**Passage given**
• • • • •

Meanwhile a crisis at Rome quite overshadowed the German disputes. Honorius II died in February, 1130. Immediately the party of the Frangipani, who had stood around him, met and proclaimed a successor as Innocent II. This was irregular, and in any case the act was that of a minority of the Cardinals. It must have been, therefore, with some confidence in the justice of their cause that the opposition party met at a later hour, and by the votes of a majority of the College of Cardinals elected the Cardinal Peter Leonis, the grandson of a converted Jew and formerly a monk of Cluny, as Anacletus II. There was no question of principle at stake; it was a mere struggle of factions. The partisans of Innocent charged Anacletus with the most heinous crimes. Clearly he was ambitious and able, wealthy and unscrupulous. Moreover, for the moment he was successful. By whatever means, he gradually won the whole of Rome; and Innocent, deserted, made his way by Pisa and Genoa to Burgundy, and so to France. His reception by the Abbey of Cluny was a great strength to his cause, and he there consecrated the new church, which had been forty years in building and was larger than any church yet erected in France. In order that the schism in the Papacy should not be reproduced in every bishopric and abbey of his kingdom, Louis VI of France summoned a Council at Etampes, near Paris, which should decide between the respective merits of the rival Popes.

[Sidenote: Bernard of Clairvaux.]

To this Council a special invitation was sent to the great monk who for the next twenty years dominates the Western Church and completely over-shadows the contemporary Popes. We have of seen that it was the advent of Bernard and his large party at the monastery of Citeaux in 1113 that saved the newly founded Order from premature collapse. Although only twenty-four years of age, Bernard was entrusted with the third of the parties sent forth in succession to seek new homes for the Order, and he and his twelve companions settled in a gloomy valley in the northernmost corner of Burgundy, which was henceforth to be known as Clairvaux. Here the hardships suffered by the monks in their maintenance of the strict Benedictine rule and the entire mastery over his bodily senses obtained by their young abbot built up a reputation which reacted on the whole body of the Cistercians, and soon made them the most revered and widespread of all the monastic Orders. Bernard himself became the unconscious worker of many miracles: he was the friend and adviser of great potentates in Church and State, and without the least effort on his own part he was gradually acquiring a position as the arbiter of Christendom.

• • • • •

**Stated exercise 1**
List each line of the records that contains the string "taxi", with case counting.
The passage and the records come from separate sources.

• • • • •

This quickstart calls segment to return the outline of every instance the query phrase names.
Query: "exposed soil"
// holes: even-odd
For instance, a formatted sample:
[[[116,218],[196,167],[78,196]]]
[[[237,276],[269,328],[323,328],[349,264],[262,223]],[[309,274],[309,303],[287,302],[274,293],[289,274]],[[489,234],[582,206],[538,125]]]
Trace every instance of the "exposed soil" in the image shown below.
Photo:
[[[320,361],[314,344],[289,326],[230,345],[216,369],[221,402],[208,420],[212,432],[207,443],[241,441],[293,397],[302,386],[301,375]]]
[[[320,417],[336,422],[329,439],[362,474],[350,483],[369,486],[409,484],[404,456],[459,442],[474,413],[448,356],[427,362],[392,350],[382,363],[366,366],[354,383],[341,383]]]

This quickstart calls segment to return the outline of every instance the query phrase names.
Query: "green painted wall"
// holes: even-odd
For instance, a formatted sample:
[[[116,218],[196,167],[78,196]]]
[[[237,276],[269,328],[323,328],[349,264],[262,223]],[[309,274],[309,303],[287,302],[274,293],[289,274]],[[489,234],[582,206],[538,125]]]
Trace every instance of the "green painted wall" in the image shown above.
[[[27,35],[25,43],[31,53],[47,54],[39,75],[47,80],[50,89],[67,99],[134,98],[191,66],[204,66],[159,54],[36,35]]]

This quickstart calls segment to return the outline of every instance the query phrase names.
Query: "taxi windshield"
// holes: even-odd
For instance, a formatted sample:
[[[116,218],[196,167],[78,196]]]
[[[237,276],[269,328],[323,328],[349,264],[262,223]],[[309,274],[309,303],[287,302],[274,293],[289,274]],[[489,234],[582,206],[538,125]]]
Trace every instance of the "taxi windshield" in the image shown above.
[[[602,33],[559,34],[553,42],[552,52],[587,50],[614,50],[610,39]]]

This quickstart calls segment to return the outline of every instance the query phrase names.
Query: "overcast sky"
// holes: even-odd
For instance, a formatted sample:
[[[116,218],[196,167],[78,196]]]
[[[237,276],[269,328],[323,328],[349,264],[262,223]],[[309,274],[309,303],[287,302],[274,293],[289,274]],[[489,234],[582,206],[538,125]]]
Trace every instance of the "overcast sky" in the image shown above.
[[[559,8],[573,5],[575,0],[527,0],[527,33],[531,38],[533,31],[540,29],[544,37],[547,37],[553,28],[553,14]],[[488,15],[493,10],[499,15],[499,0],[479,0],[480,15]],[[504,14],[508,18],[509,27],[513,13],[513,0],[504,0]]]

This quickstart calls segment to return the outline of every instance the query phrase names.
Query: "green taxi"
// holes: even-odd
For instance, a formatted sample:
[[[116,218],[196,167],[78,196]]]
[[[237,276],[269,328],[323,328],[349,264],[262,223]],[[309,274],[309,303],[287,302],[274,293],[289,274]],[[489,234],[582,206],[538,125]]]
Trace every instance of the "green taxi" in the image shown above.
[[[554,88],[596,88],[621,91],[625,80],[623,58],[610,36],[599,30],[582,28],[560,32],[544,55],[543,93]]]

• • • • •

**Stated exercise 2**
According to the passage on the 1130 papal schism, where did Louis VI of France summon a Council to decide between the rival Popes?

**Task answer 1**
Query: "taxi windshield"
Trace every instance of the "taxi windshield" in the image shown above.
Query: "green taxi"
Trace every instance of the "green taxi" in the image shown above.

**Task answer 2**
At Etampes, near Paris.